[TASK TO CARRY OUT] Exactly as written, transcribe the lines that run from the one containing "Target: black coat" to the end of the records below.

___ RECORDS SHOWN

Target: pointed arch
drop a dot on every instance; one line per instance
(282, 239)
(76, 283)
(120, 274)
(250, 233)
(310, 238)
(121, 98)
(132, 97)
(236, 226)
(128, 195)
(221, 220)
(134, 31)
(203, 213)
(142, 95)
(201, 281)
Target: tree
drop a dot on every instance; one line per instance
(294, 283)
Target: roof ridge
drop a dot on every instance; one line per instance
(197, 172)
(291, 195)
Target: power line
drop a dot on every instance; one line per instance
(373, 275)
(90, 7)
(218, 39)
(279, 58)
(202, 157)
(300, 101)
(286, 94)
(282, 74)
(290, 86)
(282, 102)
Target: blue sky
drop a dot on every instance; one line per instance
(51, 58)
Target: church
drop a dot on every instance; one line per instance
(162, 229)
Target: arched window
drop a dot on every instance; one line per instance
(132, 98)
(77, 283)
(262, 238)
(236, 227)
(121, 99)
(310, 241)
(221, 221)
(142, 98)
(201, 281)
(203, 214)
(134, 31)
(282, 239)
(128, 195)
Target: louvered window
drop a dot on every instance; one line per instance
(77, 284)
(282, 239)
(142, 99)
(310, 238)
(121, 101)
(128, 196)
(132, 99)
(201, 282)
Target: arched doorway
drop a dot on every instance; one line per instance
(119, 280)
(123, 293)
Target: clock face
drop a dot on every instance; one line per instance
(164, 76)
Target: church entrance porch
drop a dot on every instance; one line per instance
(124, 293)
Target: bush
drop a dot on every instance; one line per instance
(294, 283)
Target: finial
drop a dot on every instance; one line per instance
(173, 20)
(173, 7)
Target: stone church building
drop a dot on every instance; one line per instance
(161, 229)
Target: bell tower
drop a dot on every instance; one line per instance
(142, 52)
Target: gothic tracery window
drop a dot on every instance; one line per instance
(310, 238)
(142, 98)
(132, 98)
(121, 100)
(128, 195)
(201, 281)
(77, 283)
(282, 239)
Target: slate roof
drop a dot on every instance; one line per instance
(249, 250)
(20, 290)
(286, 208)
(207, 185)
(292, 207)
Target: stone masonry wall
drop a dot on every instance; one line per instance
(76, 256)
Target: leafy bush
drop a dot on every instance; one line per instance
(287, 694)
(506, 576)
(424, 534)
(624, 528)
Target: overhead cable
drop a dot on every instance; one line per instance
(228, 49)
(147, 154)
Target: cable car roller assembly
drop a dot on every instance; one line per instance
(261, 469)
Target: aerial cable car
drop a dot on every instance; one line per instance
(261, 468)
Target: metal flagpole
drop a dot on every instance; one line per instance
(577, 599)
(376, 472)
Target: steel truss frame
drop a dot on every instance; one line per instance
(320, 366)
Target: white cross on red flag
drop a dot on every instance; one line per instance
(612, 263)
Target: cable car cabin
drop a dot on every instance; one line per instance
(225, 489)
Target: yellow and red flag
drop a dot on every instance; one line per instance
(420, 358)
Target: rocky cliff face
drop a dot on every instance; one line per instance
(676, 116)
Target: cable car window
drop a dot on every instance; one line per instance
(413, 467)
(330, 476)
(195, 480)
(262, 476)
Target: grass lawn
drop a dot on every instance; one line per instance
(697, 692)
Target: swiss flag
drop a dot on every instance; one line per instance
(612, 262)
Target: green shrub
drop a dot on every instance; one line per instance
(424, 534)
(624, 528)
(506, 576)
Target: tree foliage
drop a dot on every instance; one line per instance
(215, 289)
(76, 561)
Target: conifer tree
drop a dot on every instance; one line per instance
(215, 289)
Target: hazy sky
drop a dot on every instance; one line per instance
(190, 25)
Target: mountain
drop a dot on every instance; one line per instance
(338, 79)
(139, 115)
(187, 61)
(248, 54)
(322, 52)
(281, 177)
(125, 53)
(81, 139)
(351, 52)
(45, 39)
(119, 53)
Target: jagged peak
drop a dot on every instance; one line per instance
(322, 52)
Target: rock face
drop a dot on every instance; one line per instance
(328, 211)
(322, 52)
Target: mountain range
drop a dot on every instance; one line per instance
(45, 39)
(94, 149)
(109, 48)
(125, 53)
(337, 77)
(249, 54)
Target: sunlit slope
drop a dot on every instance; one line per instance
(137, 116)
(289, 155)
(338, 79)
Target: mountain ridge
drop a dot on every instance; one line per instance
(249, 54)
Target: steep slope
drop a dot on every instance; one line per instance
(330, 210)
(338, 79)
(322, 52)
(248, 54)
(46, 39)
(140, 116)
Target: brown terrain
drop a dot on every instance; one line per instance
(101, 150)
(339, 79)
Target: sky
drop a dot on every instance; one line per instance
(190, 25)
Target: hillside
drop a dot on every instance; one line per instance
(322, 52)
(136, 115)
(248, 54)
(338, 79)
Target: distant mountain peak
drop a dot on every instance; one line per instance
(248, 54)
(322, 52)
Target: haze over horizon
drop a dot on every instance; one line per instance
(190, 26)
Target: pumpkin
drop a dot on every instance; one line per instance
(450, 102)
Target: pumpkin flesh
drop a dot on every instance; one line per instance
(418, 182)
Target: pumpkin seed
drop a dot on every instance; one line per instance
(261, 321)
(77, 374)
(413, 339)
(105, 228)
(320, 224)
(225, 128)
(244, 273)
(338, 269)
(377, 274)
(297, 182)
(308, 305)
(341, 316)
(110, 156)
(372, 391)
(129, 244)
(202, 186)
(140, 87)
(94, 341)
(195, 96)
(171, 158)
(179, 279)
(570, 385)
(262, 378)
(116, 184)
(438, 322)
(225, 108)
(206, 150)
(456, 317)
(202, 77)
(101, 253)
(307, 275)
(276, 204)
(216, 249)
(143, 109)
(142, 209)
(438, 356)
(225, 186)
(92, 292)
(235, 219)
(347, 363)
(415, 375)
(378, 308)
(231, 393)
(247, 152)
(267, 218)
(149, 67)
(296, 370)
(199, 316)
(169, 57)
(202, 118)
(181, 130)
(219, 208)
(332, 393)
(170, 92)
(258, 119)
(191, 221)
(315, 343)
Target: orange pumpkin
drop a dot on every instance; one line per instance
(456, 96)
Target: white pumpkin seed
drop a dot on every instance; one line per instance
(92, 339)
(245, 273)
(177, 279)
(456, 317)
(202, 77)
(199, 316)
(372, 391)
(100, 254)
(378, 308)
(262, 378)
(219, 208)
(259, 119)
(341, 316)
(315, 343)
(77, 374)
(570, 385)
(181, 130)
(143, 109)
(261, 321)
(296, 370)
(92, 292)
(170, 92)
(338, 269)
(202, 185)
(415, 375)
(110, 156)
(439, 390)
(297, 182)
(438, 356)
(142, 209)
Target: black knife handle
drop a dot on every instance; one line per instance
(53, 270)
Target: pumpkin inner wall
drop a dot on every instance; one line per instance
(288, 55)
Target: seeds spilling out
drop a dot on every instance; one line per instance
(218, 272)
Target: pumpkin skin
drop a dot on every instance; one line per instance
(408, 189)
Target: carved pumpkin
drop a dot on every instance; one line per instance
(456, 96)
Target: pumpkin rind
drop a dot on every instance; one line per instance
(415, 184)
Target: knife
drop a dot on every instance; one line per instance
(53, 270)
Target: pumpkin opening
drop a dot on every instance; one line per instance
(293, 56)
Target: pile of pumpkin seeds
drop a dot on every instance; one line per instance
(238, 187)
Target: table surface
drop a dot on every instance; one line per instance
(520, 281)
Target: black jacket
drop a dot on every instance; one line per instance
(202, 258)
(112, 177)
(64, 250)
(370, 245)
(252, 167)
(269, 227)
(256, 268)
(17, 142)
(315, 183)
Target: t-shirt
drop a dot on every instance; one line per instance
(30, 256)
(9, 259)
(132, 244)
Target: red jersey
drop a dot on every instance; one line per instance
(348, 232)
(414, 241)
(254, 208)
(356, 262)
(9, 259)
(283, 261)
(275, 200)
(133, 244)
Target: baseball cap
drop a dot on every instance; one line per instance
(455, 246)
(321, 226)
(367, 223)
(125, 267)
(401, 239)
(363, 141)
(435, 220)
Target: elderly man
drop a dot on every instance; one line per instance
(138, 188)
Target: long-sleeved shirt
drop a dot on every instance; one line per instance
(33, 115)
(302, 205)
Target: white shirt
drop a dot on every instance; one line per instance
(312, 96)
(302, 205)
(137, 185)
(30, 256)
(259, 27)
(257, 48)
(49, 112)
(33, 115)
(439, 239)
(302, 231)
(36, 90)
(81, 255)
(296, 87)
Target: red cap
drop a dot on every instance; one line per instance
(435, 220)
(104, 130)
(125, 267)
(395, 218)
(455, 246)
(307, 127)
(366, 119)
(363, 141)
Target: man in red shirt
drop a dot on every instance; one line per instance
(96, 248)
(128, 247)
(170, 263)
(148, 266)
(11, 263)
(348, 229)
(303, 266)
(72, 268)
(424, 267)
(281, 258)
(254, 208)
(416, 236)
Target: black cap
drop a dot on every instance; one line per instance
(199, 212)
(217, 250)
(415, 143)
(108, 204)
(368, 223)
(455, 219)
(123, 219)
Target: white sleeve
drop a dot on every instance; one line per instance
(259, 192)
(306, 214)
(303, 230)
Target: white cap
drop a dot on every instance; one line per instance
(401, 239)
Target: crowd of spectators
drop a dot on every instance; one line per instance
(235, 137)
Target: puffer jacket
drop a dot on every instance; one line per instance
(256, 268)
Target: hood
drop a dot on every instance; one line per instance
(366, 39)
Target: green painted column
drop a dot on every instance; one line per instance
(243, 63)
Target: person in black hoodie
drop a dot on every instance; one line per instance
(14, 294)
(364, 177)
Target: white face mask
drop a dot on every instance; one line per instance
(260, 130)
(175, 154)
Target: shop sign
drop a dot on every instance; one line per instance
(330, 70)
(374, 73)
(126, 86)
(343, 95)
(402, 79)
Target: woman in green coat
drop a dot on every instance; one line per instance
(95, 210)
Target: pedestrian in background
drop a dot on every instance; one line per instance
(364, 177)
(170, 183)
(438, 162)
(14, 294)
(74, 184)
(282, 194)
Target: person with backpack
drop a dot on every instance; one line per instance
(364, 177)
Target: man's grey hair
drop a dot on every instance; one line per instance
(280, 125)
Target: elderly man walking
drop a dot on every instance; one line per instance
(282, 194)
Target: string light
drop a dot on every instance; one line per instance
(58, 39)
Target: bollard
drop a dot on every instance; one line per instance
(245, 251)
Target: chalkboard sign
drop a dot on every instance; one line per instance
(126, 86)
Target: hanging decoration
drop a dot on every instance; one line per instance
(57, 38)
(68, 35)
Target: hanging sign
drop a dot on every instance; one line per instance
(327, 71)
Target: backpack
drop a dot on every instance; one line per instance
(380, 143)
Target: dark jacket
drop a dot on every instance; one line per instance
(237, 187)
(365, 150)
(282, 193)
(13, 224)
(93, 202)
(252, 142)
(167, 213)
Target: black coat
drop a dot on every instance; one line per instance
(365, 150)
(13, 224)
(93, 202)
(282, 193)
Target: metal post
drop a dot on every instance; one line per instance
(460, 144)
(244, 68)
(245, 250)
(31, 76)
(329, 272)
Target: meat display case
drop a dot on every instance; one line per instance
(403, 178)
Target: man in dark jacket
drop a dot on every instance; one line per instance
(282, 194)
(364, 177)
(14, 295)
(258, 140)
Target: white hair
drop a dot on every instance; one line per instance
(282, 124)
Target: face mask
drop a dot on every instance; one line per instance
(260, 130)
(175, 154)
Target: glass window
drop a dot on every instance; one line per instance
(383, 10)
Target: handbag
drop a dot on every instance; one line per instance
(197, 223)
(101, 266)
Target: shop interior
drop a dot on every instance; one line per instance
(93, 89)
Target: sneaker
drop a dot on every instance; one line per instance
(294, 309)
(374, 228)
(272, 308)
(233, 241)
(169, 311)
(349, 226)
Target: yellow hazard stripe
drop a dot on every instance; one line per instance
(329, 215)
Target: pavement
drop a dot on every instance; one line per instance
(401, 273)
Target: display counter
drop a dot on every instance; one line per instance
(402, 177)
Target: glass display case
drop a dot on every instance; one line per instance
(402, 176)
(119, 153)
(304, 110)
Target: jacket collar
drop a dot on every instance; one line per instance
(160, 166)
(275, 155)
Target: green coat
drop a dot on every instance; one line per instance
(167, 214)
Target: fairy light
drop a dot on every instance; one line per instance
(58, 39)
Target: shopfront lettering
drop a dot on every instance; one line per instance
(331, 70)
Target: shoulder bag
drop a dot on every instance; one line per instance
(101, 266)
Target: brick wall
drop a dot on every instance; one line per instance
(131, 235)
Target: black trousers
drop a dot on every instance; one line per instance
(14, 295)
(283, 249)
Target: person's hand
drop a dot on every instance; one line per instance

______

[RESULT FOR THIS EXERCISE]
Target: black coat
drop a dot on every instance; one line per instance
(365, 150)
(13, 224)
(93, 202)
(282, 193)
Target: metal post
drop a dot on every instance; one line per instance
(460, 144)
(244, 68)
(245, 250)
(31, 76)
(329, 272)
Target: meat display case
drop a dot on every instance; one line per instance
(403, 178)
Target: man in dark jacket
drop a dot on every instance; one line per instance
(282, 194)
(364, 177)
(14, 295)
(258, 140)
Target: white hair
drop a dot on every instance; one line per instance
(282, 124)
Target: face mask
drop a dot on every instance; one line per instance
(260, 130)
(175, 154)
Target: glass window
drop a dot on every instance; one line per instance
(383, 10)
Target: handbag
drop a dot on every instance; one line per instance
(197, 223)
(101, 266)
Target: shop interior
drop a dot on every instance; one line per instance
(93, 89)
Target: sneaker
drop a dot on every instance; one line per instance
(294, 309)
(374, 228)
(272, 308)
(233, 241)
(169, 311)
(349, 226)
Target: yellow hazard stripe
drop a dot on every instance; one line per instance
(329, 215)
Target: pavement
drop a dot on every instance; one line per instance
(401, 273)
Target: display counter
drop a dot on every instance; one line per instance
(402, 177)
Target: glass display case
drop a dot on every instance; one line per instance
(402, 176)
(119, 153)
(304, 110)
Target: jacket collar
drop a dot on every instance; one line per instance
(160, 166)
(275, 155)
Target: green coat
drop a dot on every instance; one line per instance
(167, 214)
Target: fairy light
drop a dot on every instance; one line per instance
(58, 39)
Target: shopfront lettering
drop a dot on every instance; one line per instance
(331, 70)
Target: shoulder bag
drop a dot on every instance; one line per instance
(101, 266)
Target: brick wall
drop a dot on every instance; one line per instance
(131, 235)
Target: black trousers
drop a dot on every instance; one line per instance
(14, 295)
(283, 249)
Target: person's hand
drop a dot on every instance; one line per instance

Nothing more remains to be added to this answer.